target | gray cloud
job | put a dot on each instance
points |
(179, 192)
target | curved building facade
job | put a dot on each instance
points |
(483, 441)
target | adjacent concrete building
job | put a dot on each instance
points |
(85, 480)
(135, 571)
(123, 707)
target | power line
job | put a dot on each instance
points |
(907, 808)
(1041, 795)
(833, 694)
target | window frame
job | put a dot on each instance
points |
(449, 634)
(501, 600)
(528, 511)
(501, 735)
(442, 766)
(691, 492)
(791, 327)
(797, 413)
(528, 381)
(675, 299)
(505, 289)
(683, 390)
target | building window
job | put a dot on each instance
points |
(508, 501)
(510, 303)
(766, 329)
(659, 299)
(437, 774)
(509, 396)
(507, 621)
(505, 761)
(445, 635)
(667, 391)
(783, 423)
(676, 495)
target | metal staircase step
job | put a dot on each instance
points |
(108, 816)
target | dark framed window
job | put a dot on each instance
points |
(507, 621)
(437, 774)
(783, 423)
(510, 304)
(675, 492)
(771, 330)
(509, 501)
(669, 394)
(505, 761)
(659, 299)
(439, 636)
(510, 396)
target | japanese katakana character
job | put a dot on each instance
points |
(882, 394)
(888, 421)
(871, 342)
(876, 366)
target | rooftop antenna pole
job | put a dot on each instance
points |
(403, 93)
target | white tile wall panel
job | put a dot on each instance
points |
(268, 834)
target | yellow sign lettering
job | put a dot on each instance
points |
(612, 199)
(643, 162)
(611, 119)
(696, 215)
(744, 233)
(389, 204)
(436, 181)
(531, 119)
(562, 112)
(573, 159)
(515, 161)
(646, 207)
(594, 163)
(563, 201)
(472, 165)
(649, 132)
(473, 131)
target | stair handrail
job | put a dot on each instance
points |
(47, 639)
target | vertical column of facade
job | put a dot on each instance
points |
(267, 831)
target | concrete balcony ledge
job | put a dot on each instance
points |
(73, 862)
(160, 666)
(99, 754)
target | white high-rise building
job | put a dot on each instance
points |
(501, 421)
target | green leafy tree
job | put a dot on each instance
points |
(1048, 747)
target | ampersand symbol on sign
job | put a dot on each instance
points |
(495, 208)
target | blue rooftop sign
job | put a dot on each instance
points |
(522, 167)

---

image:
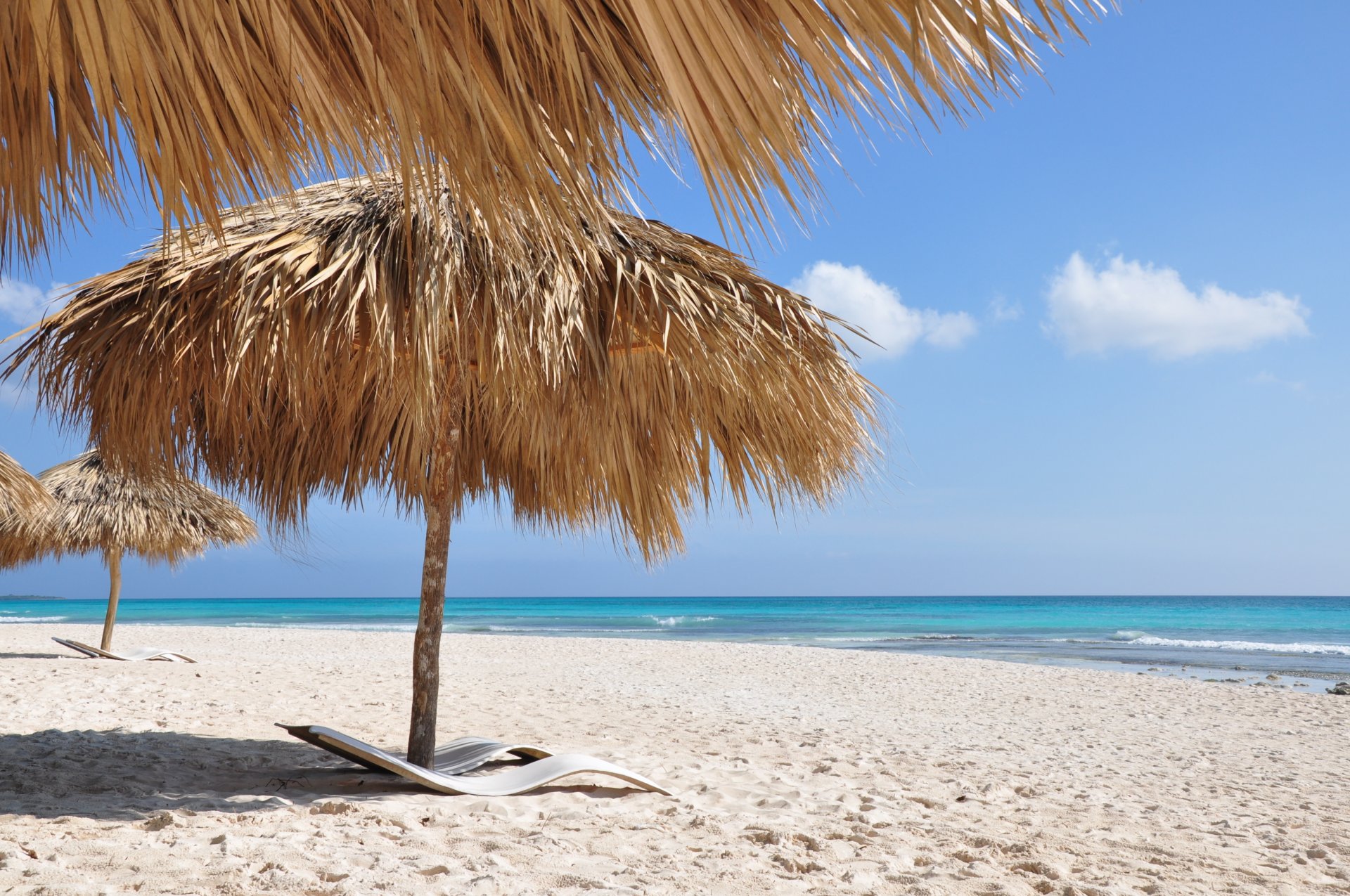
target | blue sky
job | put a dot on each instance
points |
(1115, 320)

---

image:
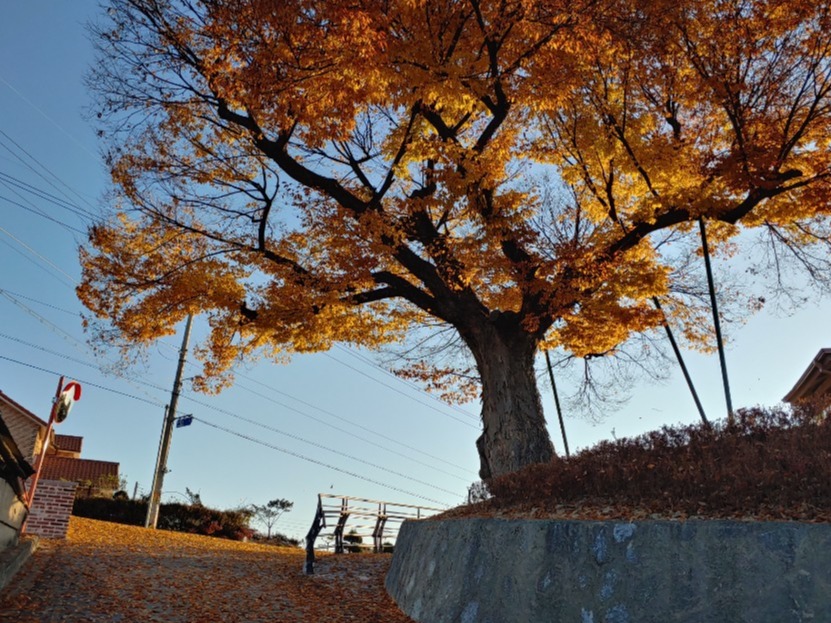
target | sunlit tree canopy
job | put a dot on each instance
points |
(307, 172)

▸ **EXERCISE**
Pull each line containing the word "building" out of the data above.

▸ **WRITTEN SOLUTION**
target | curved building facade
target | adjacent concrete building
target | building window
target | white high-rise building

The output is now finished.